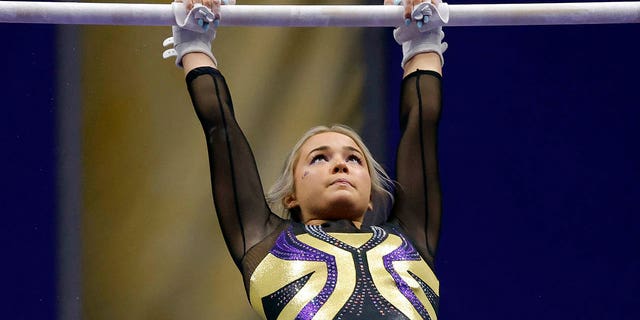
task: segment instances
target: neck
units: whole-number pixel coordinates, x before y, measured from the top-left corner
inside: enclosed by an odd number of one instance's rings
[[[311,225],[311,226],[315,226],[315,225],[320,225],[326,222],[330,222],[333,220],[324,220],[324,219],[309,219],[306,221],[303,221],[302,223],[306,224],[306,225]],[[362,221],[354,221],[351,220],[351,223],[353,223],[354,226],[356,226],[356,228],[360,229],[360,227],[362,227]]]

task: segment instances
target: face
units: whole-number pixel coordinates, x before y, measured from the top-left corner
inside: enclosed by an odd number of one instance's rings
[[[362,150],[346,135],[324,132],[305,141],[293,176],[295,191],[285,198],[285,205],[299,207],[302,222],[362,222],[371,208],[368,165]]]

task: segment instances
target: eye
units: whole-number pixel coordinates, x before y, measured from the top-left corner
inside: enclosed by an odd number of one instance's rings
[[[352,154],[347,157],[347,162],[355,162],[357,164],[362,164],[362,159],[359,156]]]
[[[317,154],[313,156],[313,158],[311,158],[311,164],[315,164],[321,161],[329,161],[329,158],[327,158],[327,156],[325,156],[324,154]]]

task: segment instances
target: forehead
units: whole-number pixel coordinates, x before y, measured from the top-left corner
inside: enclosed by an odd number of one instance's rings
[[[351,137],[338,132],[318,133],[310,137],[309,139],[307,139],[307,141],[305,141],[304,144],[302,144],[302,147],[300,149],[303,155],[305,155],[311,150],[320,148],[320,147],[329,147],[332,149],[333,148],[342,149],[343,147],[352,147],[362,152],[362,150],[360,150],[360,147],[358,147],[358,144],[356,144],[356,142],[353,141]]]

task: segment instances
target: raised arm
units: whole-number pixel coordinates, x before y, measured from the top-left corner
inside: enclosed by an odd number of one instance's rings
[[[174,39],[176,35],[190,41],[202,39],[195,37],[193,31],[176,29]],[[236,122],[227,83],[216,69],[210,49],[202,46],[210,44],[212,38],[198,40],[200,45],[176,42],[177,63],[185,69],[191,101],[204,130],[220,227],[231,256],[240,267],[245,253],[281,220],[271,213],[264,199],[255,159]],[[181,50],[181,46],[192,49]]]
[[[415,26],[405,26],[405,28]],[[396,39],[401,38],[398,28]],[[400,30],[400,31],[398,31]],[[400,96],[401,140],[397,155],[397,219],[433,267],[440,235],[442,201],[437,160],[437,131],[442,104],[441,28],[414,33],[403,46],[404,79]]]

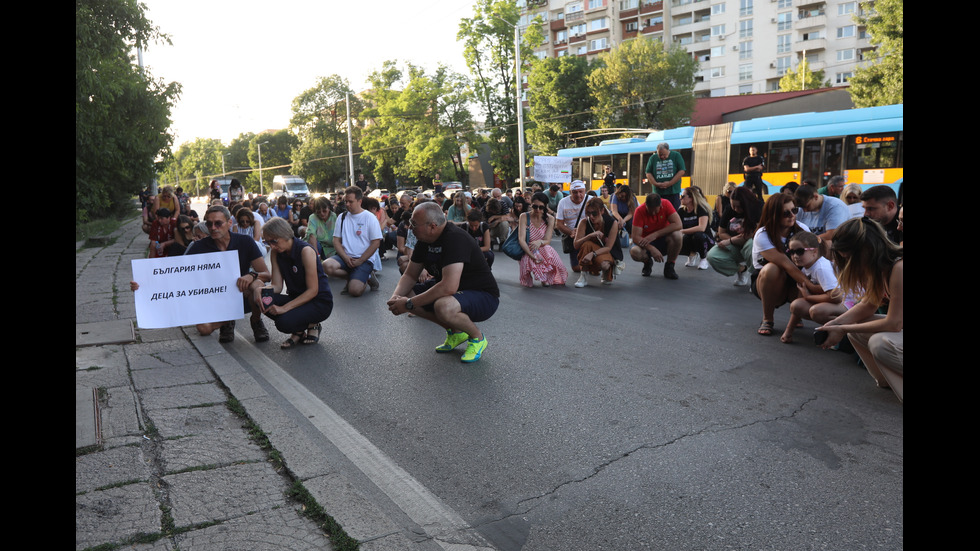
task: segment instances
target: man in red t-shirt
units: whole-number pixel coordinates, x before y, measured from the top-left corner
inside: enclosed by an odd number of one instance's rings
[[[643,263],[644,276],[649,276],[653,271],[654,261],[663,262],[664,255],[667,255],[664,277],[677,279],[674,261],[681,252],[681,228],[681,217],[674,210],[674,205],[656,193],[647,195],[646,201],[637,207],[633,215],[630,256]]]

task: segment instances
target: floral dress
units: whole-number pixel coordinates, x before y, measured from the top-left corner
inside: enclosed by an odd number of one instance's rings
[[[527,227],[531,230],[528,241],[538,241],[544,239],[545,232],[548,231],[547,224],[535,226],[528,217]],[[533,287],[534,280],[537,279],[548,285],[564,285],[568,279],[568,270],[562,262],[558,252],[551,245],[542,245],[538,248],[537,254],[541,257],[541,262],[535,262],[527,254],[521,257],[521,285]]]

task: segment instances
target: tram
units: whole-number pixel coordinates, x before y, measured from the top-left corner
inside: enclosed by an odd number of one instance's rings
[[[696,184],[705,195],[716,195],[726,182],[742,183],[742,160],[755,147],[766,159],[769,194],[791,181],[822,187],[837,175],[864,188],[885,184],[897,193],[904,177],[903,137],[904,106],[888,105],[651,131],[646,138],[562,149],[558,156],[572,157],[573,180],[591,181],[595,189],[602,185],[603,167],[611,165],[617,184],[644,195],[653,191],[643,183],[647,160],[666,142],[687,165],[682,187]]]

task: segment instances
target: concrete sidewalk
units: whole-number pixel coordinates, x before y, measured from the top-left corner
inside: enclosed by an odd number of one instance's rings
[[[300,478],[288,455],[271,436],[272,446],[263,446],[269,440],[250,433],[274,422],[277,410],[260,423],[252,405],[237,407],[246,398],[261,403],[262,392],[217,338],[135,328],[130,261],[143,258],[148,243],[139,222],[124,224],[108,244],[76,245],[75,548],[355,548],[343,529],[304,516],[290,497]],[[236,398],[232,387],[249,395]],[[289,426],[287,419],[277,434]],[[304,473],[304,488],[341,494],[310,484],[329,475],[329,466],[319,469]],[[381,541],[360,548],[396,548]]]

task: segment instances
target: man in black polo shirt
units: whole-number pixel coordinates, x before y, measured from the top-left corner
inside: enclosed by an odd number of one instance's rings
[[[475,322],[490,318],[500,304],[500,290],[483,251],[435,203],[423,203],[412,213],[412,231],[418,244],[412,260],[388,299],[394,315],[412,312],[442,326],[446,341],[436,352],[450,352],[467,343],[464,362],[475,362],[487,348],[487,339]],[[418,283],[425,269],[433,276]]]

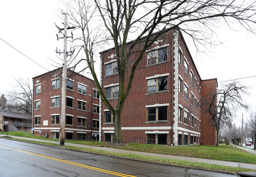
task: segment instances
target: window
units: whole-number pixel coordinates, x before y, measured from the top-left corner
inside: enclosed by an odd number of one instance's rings
[[[54,115],[51,116],[51,124],[59,124],[59,115]]]
[[[188,64],[186,60],[184,60],[184,71],[187,75],[188,75]]]
[[[180,78],[179,78],[179,92],[182,94],[182,80]]]
[[[182,66],[182,53],[180,50],[179,50],[179,55],[178,55],[179,63],[180,65]]]
[[[52,89],[59,88],[59,79],[52,81]]]
[[[83,101],[78,100],[77,109],[86,111],[86,103]]]
[[[81,127],[86,127],[86,119],[82,117],[77,118],[77,126]]]
[[[73,116],[66,115],[66,124],[73,125]]]
[[[195,80],[195,75],[194,75],[194,73],[192,72],[192,70],[191,71],[191,83],[192,83],[192,84],[194,85],[194,80]]]
[[[186,85],[184,88],[184,96],[185,99],[188,99],[188,87]]]
[[[86,133],[78,133],[77,139],[78,140],[86,140]]]
[[[118,98],[119,86],[107,87],[105,89],[106,98],[107,99]]]
[[[100,128],[100,121],[96,120],[93,120],[93,128]]]
[[[148,121],[167,120],[167,106],[148,108],[147,115]]]
[[[70,89],[70,90],[73,90],[74,86],[74,82],[68,80],[67,82],[67,88]]]
[[[156,83],[158,83],[158,84]],[[147,80],[148,93],[166,90],[168,89],[167,77],[155,78]]]
[[[51,99],[52,107],[59,106],[59,97],[56,97]]]
[[[184,145],[187,145],[187,135],[184,135]]]
[[[99,94],[98,90],[93,90],[93,98],[100,99],[100,94]]]
[[[179,121],[182,122],[182,108],[179,107]]]
[[[84,94],[86,94],[86,86],[78,84],[78,92]]]
[[[117,62],[113,62],[108,64],[106,66],[106,76],[117,73]]]
[[[93,105],[93,112],[94,113],[100,113],[100,106]]]
[[[41,124],[41,117],[35,117],[35,125],[40,125]]]
[[[194,106],[194,101],[195,100],[195,97],[194,94],[191,93],[191,104]]]
[[[191,115],[191,127],[194,126],[194,116]]]
[[[36,101],[35,102],[35,109],[41,109],[41,101]]]
[[[105,112],[105,122],[114,122],[114,117],[113,117],[113,115],[110,111],[106,111]]]
[[[167,145],[167,134],[148,134],[147,143],[148,144]]]
[[[66,139],[73,139],[73,132],[66,132]]]
[[[70,108],[73,108],[73,100],[74,99],[71,98],[66,97],[66,106]]]
[[[57,131],[52,131],[51,132],[52,138],[53,139],[59,139],[59,132]]]
[[[187,125],[188,113],[186,111],[184,112],[184,123]]]
[[[35,94],[41,93],[41,85],[38,85],[35,86]]]
[[[105,141],[114,142],[115,141],[115,133],[105,133]]]
[[[167,47],[162,48],[148,52],[148,65],[161,63],[167,60]]]

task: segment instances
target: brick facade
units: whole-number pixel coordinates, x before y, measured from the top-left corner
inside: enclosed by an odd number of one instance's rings
[[[156,62],[145,53],[135,72],[122,115],[123,141],[174,146],[198,144],[204,133],[200,104],[201,78],[181,33],[172,30],[162,37],[147,51],[150,53],[155,51],[152,55],[158,55]],[[139,50],[139,45],[134,48]],[[115,52],[111,49],[100,53],[102,86],[114,106],[117,98],[113,91],[119,86],[118,75],[114,69],[117,59]],[[136,55],[133,54],[130,60],[136,58]],[[129,71],[126,70],[127,76]],[[108,111],[106,106],[101,104],[100,138],[102,141],[112,141],[114,138],[114,124],[110,120],[113,119]]]
[[[61,75],[61,69],[58,69],[33,78],[33,126],[35,135],[45,137],[47,133],[49,137],[58,138]],[[66,108],[65,138],[91,140],[93,137],[92,133],[99,132],[100,100],[96,98],[96,88],[93,80],[81,75],[68,70],[67,75],[70,83],[73,84],[72,88],[72,85],[69,85],[67,89],[67,99],[70,104]]]

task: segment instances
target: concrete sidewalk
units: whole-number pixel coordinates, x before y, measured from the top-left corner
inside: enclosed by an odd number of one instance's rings
[[[5,135],[0,135],[0,136],[5,136]],[[26,138],[24,137],[16,137],[11,136],[11,137],[18,139],[23,139],[33,141],[47,142],[52,143],[59,144],[58,141],[54,141],[50,140],[45,140],[34,138]],[[205,163],[209,164],[213,164],[215,165],[220,165],[224,166],[233,166],[234,167],[241,167],[245,168],[249,168],[256,170],[256,164],[247,164],[245,163],[240,163],[233,162],[228,162],[226,161],[217,161],[215,160],[210,160],[204,159],[199,159],[194,157],[186,157],[175,156],[174,155],[165,155],[163,154],[158,154],[146,152],[138,152],[137,151],[128,151],[127,150],[122,150],[117,149],[114,149],[109,148],[100,147],[94,146],[92,146],[85,145],[83,144],[78,144],[74,143],[69,143],[65,142],[65,145],[72,146],[78,147],[80,148],[88,148],[98,150],[102,150],[105,151],[117,152],[119,153],[128,153],[135,155],[143,155],[145,156],[152,157],[160,157],[164,159],[169,159],[174,160],[180,160],[181,161],[187,161],[189,162],[196,162],[200,163]],[[245,149],[243,148],[243,149]],[[251,150],[253,151],[253,150]]]

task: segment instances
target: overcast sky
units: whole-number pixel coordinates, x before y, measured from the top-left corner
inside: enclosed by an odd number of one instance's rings
[[[59,9],[57,0],[2,1],[0,38],[35,62],[52,70],[56,68],[52,66],[52,60],[62,63],[55,53],[56,47],[61,49],[63,46],[62,41],[56,40],[54,24],[61,26],[62,21],[57,15]],[[202,79],[217,78],[219,85],[228,80],[256,76],[256,37],[237,29],[239,31],[226,28],[217,31],[223,45],[210,48],[213,52],[209,54],[210,57],[196,57],[195,49],[188,43]],[[1,39],[0,56],[0,94],[14,89],[14,78],[32,78],[48,72]],[[239,80],[252,87],[251,95],[246,99],[254,110],[256,79],[254,77]],[[239,120],[241,112],[237,114],[236,119]]]

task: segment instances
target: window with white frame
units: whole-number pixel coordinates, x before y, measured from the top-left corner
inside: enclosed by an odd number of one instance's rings
[[[70,108],[74,108],[74,98],[66,97],[66,106]]]
[[[59,88],[59,79],[55,79],[52,80],[52,89]]]
[[[66,124],[73,125],[73,117],[70,115],[66,115]]]
[[[59,115],[51,115],[51,124],[59,124]]]
[[[179,121],[180,122],[182,122],[182,108],[180,107],[179,107]]]
[[[184,123],[188,125],[188,113],[186,111],[184,111]]]
[[[179,63],[182,66],[182,53],[180,49],[179,49],[179,55],[178,55]]]
[[[147,121],[167,120],[168,115],[167,109],[167,106],[147,108]]]
[[[86,86],[81,84],[78,84],[78,92],[86,94]]]
[[[41,84],[35,86],[35,94],[37,94],[41,93]]]
[[[113,122],[114,117],[110,111],[105,111],[105,122]]]
[[[41,109],[41,100],[38,100],[35,101],[35,109]]]
[[[93,112],[94,113],[100,113],[100,106],[96,104],[93,104]]]
[[[182,80],[179,77],[179,83],[178,83],[178,89],[179,92],[182,94]]]
[[[148,133],[147,138],[148,144],[167,145],[167,134]]]
[[[40,125],[41,124],[41,116],[35,116],[35,125]]]
[[[188,99],[188,87],[186,84],[184,84],[184,97],[187,100]]]
[[[77,117],[77,126],[80,127],[86,127],[86,119]]]
[[[165,77],[147,80],[148,93],[156,92],[168,89],[168,77]]]
[[[80,100],[77,101],[77,109],[80,110],[83,110],[83,111],[86,110],[86,102]]]
[[[117,73],[117,63],[113,62],[106,65],[106,76]]]
[[[119,96],[119,86],[106,87],[105,89],[107,99],[118,98]]]
[[[98,91],[96,90],[93,90],[93,98],[96,99],[100,98],[100,94],[99,94]]]
[[[68,80],[67,82],[67,88],[73,90],[74,89],[74,82]]]
[[[52,107],[56,107],[59,106],[59,97],[55,97],[51,98]]]
[[[168,48],[165,47],[147,52],[148,66],[161,63],[168,60]]]
[[[184,71],[188,75],[188,63],[186,59],[184,60]]]

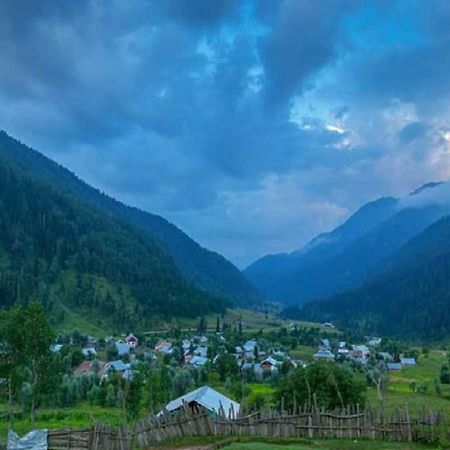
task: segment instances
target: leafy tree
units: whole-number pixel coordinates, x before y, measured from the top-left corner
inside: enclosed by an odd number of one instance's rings
[[[34,424],[41,397],[55,390],[62,373],[62,364],[58,366],[57,355],[50,350],[55,335],[39,303],[17,306],[5,312],[2,319],[2,337],[8,349],[7,355],[14,360],[13,372],[23,370],[29,382],[31,421]]]
[[[441,367],[441,375],[439,377],[442,384],[450,384],[450,368],[448,364]]]
[[[293,410],[294,406],[324,406],[327,409],[347,405],[364,405],[366,383],[345,367],[314,362],[306,368],[289,372],[275,389],[279,408]]]
[[[216,370],[220,380],[225,381],[227,377],[232,377],[239,373],[239,366],[233,355],[224,353],[217,358]]]
[[[117,404],[116,388],[112,383],[108,384],[108,387],[106,388],[105,404],[110,408]]]
[[[189,370],[181,369],[172,378],[172,392],[174,397],[180,397],[194,387],[194,380]]]
[[[375,386],[378,400],[383,401],[389,384],[389,375],[384,361],[369,361],[367,378]]]

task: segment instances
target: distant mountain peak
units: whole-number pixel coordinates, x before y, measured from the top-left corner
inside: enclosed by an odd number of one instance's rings
[[[422,186],[419,186],[417,189],[412,191],[409,195],[417,195],[420,194],[425,189],[432,189],[436,186],[439,186],[441,184],[444,184],[445,181],[430,181],[429,183],[422,184]]]

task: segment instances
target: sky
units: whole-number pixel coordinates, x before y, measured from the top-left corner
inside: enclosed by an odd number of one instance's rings
[[[2,0],[0,128],[238,267],[450,177],[447,0]]]

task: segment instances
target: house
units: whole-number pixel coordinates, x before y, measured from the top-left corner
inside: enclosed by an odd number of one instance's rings
[[[388,353],[388,352],[378,352],[378,356],[384,361],[384,362],[393,362],[394,357]]]
[[[250,354],[250,355],[253,355],[254,354],[254,352],[255,352],[255,348],[256,348],[256,346],[258,345],[258,343],[255,341],[255,340],[250,340],[250,341],[247,341],[245,344],[244,344],[244,352],[245,353],[248,353],[248,354]]]
[[[188,364],[194,367],[203,367],[208,363],[208,358],[204,358],[203,356],[193,356],[189,359]]]
[[[201,356],[202,358],[206,358],[208,356],[208,349],[206,347],[197,347],[194,350],[194,356]]]
[[[187,404],[193,410],[206,410],[212,415],[224,415],[227,418],[236,418],[239,414],[240,404],[217,392],[209,386],[202,386],[195,391],[172,400],[165,406],[165,410],[175,412]],[[162,414],[162,411],[159,415]]]
[[[261,369],[262,370],[270,370],[274,371],[277,370],[278,366],[281,366],[281,361],[276,360],[275,358],[272,358],[269,356],[264,361],[261,362]]]
[[[186,353],[187,351],[189,351],[191,349],[191,341],[189,339],[183,339],[183,343],[182,343],[182,347],[183,347],[183,352]]]
[[[381,344],[381,338],[372,337],[367,341],[367,345],[370,347],[376,347],[377,345]]]
[[[402,367],[414,367],[417,365],[415,358],[400,358]]]
[[[115,343],[117,354],[119,355],[119,358],[121,356],[129,355],[130,354],[130,346],[123,341],[116,341]]]
[[[389,372],[398,372],[402,370],[402,365],[400,363],[386,363],[386,367]]]
[[[367,345],[354,345],[352,356],[353,358],[366,359],[370,354],[370,350]]]
[[[131,349],[135,349],[138,346],[138,344],[139,344],[139,341],[138,341],[137,337],[133,333],[130,333],[125,338],[125,341],[126,341],[126,343],[129,345],[129,347]]]
[[[172,342],[170,341],[159,341],[155,345],[155,350],[163,355],[171,355],[173,353]]]
[[[106,363],[103,361],[83,361],[74,371],[77,377],[98,373],[102,377],[105,373]]]
[[[105,364],[105,374],[108,372],[121,372],[122,374],[130,368],[129,364],[125,364],[122,360],[116,359]]]
[[[147,350],[144,352],[145,359],[148,359],[149,361],[154,361],[156,358],[156,354],[153,350]]]
[[[83,353],[83,356],[86,356],[86,358],[97,356],[97,351],[94,347],[85,347],[81,350],[81,353]]]
[[[313,358],[316,361],[334,361],[335,360],[335,356],[334,353],[331,352],[330,350],[325,350],[325,349],[321,349],[318,352],[314,353]]]

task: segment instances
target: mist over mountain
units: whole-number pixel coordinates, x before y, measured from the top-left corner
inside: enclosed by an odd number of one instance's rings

********

→ **Work required**: List every line of the data that contains the string "shirt", treating uppercase and lowercase letters as different.

→ **Result of the exercise**:
target: man in red t-shirt
target: man in black polo shirt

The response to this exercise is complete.